**TEXT:**
════════════════
What do Ernest Hemingway, James Joyce, Hunter S. Thompson, Edgar Allan Poe, F. Scott Fitzgerald, William Faulkner, Jack Kerouac, Tennessee Williams, Raymond Chandler, and O. Henry all share in common?

They were all alcoholics at one time, many of them for life, some of whom actually died as a direct result of their affliction.

Frighteningly enough, the above list only represents some of the greatest names in English literature over the past 150 years. This raises another alarming question: Is a grossly unhealthy dependence on alcohol necessary to become a great and prolific writer? Should writers follow Hemingway’s advice when he once mused, “Write drunk; edit sober”? While a humorous, pithy, and catchy suggestion, was Papa onto something?

Fortunately, the answer is a resounding NO!

Just ask Stephen King, who since quitting drugs and drinking has produced arguably his best work; David Mitchell, who’s an insanely responsible person and health nut; Murakami Haruki, who quit smoking and left his heavy whiskey-drinking days behind long ago at his former Tokyo bar and now takes solace in jogging, not the bottle. I’m pretty sure Margaret Atwood and Michael Ondaatje are on the straight and narrow, too. Then there’s Isaac Asimov, Anne Rice, and Stephenie Meyer, each famous as a writer for different reasons, but all of whom are teetotalers (abstinent from alcohol).
════════════════
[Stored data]
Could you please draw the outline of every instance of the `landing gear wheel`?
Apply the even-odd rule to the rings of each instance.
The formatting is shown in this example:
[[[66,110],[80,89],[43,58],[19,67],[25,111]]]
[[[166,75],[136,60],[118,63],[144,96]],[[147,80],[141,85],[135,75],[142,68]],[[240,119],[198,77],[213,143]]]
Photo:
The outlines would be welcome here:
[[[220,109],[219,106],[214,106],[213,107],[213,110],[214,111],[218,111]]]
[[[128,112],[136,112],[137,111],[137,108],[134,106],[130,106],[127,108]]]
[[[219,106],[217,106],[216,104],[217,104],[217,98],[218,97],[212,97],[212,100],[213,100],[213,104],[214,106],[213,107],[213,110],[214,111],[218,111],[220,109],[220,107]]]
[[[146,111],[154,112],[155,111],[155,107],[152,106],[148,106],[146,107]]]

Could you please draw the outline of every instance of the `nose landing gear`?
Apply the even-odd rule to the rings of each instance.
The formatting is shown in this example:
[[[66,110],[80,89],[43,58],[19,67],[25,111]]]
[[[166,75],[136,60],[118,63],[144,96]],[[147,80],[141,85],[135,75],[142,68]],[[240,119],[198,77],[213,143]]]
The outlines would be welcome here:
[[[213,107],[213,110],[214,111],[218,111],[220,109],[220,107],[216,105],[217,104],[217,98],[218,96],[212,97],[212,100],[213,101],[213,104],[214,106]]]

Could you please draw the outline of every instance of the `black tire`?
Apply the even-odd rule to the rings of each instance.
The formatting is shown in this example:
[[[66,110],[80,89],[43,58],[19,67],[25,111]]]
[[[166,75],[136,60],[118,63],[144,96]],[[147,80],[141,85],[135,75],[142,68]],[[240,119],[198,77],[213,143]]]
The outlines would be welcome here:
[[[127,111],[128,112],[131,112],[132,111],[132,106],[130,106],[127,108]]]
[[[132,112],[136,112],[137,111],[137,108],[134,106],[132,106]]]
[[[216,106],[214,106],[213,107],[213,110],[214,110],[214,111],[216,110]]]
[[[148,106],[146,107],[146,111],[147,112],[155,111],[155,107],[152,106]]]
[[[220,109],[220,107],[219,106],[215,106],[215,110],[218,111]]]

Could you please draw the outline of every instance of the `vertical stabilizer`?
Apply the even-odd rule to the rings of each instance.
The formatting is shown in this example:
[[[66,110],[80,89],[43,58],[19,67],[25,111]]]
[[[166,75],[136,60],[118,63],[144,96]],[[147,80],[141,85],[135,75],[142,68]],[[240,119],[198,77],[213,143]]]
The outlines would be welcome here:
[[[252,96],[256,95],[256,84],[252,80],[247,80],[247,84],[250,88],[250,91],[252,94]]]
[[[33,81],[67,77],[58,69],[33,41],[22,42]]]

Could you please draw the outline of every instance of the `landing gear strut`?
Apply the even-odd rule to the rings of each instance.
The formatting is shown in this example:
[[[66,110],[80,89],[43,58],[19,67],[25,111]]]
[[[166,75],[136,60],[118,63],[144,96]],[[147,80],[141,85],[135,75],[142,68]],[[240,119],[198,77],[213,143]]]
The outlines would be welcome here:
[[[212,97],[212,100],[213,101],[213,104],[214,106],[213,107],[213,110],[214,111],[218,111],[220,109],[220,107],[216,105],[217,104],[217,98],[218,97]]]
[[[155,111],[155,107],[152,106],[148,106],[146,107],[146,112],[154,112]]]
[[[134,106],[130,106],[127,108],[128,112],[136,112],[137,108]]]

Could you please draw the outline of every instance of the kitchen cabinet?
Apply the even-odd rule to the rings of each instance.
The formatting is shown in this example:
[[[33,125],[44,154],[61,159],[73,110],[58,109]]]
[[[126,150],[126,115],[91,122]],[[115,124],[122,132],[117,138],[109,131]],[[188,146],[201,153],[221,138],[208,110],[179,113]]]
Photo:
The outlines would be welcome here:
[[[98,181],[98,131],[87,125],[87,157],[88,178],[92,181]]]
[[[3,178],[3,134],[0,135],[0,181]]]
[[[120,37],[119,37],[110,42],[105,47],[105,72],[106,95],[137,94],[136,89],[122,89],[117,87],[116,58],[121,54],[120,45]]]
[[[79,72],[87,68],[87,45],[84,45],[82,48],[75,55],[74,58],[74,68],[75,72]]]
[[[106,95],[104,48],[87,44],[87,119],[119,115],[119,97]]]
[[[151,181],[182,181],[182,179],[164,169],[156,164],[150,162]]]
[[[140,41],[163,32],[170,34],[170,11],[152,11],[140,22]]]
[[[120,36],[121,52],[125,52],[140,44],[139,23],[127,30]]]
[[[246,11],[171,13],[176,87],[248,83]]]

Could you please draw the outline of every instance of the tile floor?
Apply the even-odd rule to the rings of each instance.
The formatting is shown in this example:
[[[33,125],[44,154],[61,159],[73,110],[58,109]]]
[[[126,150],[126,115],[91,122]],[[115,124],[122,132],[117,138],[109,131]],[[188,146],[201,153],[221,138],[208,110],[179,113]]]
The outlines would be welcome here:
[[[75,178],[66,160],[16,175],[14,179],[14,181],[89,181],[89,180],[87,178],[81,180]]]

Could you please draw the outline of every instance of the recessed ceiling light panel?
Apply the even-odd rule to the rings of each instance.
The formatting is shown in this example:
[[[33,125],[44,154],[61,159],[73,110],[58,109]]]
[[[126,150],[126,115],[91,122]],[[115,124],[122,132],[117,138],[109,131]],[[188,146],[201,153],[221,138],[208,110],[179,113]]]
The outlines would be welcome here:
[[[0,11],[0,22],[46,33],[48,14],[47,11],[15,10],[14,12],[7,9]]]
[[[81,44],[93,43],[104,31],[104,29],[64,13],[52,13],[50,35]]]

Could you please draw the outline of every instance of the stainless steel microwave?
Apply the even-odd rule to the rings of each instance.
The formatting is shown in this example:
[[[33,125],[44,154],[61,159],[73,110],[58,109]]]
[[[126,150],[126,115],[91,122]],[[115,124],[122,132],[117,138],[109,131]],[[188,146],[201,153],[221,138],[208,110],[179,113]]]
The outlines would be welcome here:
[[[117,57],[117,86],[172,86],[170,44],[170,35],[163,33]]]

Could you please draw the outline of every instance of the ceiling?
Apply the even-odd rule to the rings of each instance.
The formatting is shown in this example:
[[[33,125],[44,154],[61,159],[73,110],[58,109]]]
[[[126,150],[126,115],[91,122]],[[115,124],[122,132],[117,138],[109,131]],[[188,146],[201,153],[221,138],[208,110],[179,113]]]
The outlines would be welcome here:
════════════════
**ACTIVITY LIST:**
a) In the text on writers and drinking, what does Murakami Haruki now take solace in instead of the bottle?
b) Copy word for word the stretch of the text on writers and drinking from "What do Ernest" through "Papa onto something?".
None of these lines matter for what is asked here.

**REPLIES:**
a) Jogging.

b)
What do Ernest Hemingway, James Joyce, Hunter S. Thompson, Edgar Allan Poe, F. Scott Fitzgerald, William Faulkner, Jack Kerouac, Tennessee Williams, Raymond Chandler, and O. Henry all share in common?

They were all alcoholics at one time, many of them for life, some of whom actually died as a direct result of their affliction.

Frighteningly enough, the above list only represents some of the greatest names in English literature over the past 150 years. This raises another alarming question: Is a grossly unhealthy dependence on alcohol necessary to become a great and prolific writer? Should writers follow Hemingway’s advice when he once mused, “Write drunk; edit sober”? While a humorous, pithy, and catchy suggestion, was Papa onto something?